— start of Source data —
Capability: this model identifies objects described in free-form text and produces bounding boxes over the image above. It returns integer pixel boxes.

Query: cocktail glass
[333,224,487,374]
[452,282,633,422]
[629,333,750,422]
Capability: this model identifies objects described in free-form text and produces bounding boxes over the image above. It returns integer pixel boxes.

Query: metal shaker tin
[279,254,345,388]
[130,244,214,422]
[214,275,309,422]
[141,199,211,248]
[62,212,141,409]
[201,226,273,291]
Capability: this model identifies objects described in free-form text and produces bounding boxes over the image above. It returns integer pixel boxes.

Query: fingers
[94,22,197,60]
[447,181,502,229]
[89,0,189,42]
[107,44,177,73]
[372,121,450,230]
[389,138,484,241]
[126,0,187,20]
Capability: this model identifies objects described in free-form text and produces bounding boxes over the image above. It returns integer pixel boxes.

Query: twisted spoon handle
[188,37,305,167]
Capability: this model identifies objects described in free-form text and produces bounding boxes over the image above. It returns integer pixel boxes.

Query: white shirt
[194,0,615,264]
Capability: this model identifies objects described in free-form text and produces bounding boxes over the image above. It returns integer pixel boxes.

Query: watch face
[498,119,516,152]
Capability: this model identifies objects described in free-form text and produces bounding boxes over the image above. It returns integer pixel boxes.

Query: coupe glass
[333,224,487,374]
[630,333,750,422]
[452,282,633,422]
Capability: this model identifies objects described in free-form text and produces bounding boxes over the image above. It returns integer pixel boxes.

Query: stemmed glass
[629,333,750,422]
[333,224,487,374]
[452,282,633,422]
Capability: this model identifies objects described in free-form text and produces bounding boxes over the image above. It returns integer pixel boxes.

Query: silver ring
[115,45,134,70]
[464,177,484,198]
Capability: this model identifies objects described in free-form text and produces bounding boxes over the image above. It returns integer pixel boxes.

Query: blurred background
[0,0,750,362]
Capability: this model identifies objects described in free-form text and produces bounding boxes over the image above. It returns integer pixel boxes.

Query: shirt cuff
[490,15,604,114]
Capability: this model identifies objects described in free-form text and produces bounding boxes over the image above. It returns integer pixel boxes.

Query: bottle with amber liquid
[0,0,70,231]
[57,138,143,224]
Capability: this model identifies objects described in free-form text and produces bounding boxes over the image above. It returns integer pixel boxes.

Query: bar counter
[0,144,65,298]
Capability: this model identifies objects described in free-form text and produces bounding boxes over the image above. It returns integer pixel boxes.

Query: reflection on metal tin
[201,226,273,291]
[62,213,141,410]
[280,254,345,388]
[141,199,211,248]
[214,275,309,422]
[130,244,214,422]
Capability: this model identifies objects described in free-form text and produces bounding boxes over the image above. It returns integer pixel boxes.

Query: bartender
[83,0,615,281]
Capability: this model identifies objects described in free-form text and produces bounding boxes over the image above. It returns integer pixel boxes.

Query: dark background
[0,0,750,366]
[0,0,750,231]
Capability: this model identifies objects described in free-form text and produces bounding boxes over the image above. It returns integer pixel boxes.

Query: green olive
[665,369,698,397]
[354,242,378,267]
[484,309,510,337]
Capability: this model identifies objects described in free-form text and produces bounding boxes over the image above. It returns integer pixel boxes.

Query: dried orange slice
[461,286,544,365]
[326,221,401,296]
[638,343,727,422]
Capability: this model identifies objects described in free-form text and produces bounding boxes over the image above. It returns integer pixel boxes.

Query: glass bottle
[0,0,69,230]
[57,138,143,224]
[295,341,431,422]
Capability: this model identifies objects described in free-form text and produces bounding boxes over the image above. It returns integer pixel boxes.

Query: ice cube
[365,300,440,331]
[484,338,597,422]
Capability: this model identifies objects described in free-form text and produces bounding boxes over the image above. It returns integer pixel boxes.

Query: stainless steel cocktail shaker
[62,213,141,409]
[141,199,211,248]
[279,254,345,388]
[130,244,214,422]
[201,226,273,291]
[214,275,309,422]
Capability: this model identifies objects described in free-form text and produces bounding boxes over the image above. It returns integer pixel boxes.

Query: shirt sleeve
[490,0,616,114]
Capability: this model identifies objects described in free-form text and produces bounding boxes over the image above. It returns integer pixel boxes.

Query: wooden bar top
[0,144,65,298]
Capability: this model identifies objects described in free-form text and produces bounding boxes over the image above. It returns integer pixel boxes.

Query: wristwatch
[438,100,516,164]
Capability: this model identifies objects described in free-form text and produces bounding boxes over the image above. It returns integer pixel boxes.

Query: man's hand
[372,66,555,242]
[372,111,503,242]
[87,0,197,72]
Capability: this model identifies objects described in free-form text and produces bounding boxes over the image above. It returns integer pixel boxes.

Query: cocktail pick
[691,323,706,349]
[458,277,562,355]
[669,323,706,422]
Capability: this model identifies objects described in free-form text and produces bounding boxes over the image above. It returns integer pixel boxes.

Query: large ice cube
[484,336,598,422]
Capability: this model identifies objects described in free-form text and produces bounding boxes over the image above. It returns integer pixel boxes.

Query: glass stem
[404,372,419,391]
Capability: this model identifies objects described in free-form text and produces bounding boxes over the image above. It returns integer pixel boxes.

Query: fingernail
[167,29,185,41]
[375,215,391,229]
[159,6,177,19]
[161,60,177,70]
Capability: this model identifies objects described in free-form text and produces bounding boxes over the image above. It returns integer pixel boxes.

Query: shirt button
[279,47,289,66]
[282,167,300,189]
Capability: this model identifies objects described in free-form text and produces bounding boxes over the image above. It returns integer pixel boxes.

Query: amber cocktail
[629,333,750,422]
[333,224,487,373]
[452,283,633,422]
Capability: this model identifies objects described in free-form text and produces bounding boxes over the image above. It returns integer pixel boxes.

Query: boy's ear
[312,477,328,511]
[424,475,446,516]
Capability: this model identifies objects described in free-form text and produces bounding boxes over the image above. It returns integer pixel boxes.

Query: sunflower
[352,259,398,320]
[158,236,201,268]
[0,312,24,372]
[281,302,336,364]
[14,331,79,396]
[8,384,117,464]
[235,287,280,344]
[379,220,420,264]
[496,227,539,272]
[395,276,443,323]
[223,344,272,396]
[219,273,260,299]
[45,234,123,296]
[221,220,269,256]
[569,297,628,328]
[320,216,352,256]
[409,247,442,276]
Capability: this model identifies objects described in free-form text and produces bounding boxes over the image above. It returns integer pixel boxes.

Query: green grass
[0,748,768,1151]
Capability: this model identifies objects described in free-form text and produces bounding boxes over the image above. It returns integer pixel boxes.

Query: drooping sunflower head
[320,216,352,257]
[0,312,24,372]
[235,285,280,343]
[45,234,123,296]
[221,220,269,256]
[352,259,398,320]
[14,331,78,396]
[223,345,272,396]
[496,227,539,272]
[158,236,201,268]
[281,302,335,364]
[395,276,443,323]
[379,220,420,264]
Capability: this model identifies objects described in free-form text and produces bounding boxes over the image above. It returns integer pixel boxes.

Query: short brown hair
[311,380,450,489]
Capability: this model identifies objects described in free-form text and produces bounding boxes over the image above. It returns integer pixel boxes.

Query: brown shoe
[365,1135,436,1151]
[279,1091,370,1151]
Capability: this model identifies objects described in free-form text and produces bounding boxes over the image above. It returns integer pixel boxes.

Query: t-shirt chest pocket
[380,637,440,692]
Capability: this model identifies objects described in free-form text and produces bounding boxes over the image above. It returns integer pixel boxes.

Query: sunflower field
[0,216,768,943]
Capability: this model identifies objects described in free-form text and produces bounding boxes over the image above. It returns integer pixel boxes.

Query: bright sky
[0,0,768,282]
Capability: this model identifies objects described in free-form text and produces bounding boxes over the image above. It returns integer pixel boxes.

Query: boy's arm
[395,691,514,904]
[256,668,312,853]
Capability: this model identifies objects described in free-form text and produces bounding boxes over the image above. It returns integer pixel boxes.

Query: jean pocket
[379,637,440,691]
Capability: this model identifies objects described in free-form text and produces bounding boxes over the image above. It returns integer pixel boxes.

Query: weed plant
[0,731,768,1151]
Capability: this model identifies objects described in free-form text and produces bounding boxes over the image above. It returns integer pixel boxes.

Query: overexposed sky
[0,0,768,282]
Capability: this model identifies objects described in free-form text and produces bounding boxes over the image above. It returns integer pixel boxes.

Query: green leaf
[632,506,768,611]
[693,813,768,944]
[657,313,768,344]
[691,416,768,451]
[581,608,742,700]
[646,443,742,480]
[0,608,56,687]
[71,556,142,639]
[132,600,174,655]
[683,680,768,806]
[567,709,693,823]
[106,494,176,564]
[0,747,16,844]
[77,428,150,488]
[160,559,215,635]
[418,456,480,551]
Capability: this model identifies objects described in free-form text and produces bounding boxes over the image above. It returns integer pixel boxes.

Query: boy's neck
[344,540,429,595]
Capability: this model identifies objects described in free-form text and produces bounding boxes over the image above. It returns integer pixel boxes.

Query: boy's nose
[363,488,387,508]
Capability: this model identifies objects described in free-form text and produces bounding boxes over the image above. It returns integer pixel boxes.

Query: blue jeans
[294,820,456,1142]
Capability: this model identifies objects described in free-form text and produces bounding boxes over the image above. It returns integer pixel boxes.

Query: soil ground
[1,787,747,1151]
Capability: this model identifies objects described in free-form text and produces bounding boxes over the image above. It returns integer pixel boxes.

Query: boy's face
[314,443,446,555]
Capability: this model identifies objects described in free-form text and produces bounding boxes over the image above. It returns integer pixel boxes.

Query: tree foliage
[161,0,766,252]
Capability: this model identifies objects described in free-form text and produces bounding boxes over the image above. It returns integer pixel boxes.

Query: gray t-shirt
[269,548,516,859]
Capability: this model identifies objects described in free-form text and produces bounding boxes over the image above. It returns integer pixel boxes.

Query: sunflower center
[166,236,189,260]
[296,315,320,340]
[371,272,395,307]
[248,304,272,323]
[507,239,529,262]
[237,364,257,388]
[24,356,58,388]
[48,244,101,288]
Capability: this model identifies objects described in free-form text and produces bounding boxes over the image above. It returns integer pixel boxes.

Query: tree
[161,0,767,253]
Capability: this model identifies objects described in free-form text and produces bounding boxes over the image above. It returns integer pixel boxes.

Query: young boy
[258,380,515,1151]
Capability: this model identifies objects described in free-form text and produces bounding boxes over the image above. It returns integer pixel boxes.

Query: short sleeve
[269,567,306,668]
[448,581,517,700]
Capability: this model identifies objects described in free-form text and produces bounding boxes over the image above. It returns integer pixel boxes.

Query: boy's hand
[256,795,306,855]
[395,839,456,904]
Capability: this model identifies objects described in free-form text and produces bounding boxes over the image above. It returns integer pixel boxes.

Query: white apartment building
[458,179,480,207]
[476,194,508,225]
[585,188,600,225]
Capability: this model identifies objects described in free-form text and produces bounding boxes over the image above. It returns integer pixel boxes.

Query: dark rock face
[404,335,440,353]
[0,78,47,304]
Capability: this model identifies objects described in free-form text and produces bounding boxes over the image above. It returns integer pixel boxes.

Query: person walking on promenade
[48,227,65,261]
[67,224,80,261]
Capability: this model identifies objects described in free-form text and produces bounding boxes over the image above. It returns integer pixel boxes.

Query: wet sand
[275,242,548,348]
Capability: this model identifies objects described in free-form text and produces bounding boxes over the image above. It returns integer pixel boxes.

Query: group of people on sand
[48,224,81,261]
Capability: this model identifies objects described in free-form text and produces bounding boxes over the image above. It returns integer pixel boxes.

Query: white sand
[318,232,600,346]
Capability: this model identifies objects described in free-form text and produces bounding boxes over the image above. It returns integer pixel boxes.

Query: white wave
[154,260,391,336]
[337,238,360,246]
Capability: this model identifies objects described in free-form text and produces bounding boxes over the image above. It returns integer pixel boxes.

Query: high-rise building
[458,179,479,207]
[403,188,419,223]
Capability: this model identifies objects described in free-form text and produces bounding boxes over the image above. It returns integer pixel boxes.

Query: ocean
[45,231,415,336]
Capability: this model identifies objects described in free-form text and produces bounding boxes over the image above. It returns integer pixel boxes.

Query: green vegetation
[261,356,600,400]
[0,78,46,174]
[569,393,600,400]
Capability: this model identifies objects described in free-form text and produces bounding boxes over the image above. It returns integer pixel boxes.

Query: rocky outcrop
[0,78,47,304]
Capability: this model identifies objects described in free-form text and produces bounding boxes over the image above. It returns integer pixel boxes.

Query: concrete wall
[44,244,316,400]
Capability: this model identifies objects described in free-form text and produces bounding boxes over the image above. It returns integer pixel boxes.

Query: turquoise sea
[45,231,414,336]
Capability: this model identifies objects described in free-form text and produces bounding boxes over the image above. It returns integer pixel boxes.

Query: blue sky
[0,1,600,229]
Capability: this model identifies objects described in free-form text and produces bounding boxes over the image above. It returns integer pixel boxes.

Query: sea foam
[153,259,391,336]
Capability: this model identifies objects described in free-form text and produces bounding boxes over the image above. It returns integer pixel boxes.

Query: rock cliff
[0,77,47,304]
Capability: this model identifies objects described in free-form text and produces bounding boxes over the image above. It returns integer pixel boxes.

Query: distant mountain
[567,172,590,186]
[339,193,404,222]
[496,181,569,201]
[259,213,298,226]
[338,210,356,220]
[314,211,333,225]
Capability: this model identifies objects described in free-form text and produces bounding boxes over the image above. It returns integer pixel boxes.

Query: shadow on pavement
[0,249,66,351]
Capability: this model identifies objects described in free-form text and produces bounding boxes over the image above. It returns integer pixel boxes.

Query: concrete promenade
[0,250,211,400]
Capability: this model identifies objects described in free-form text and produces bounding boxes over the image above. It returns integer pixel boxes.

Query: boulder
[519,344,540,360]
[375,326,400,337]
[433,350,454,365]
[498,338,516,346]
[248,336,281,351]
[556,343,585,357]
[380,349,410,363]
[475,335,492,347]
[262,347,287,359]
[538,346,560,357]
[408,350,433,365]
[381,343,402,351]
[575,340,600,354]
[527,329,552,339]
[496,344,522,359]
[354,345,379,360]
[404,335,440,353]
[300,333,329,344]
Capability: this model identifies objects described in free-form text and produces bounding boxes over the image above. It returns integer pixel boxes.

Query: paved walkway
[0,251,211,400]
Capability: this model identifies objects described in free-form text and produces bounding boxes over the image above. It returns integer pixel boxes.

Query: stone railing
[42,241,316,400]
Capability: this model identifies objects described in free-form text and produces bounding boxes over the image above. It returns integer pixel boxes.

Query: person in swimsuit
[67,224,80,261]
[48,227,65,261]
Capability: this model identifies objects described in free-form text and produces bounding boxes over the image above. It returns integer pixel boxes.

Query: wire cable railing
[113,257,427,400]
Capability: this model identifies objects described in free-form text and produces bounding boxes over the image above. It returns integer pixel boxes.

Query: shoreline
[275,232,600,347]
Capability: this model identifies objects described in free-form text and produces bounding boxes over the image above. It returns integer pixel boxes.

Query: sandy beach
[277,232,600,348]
— end of Source data —
▸ Problem requirements
Report every line in the rows above that contains the string "person", copying each such line in full.

▸ Result for this exercise
Query: person walking on promenade
Query: person in swimsuit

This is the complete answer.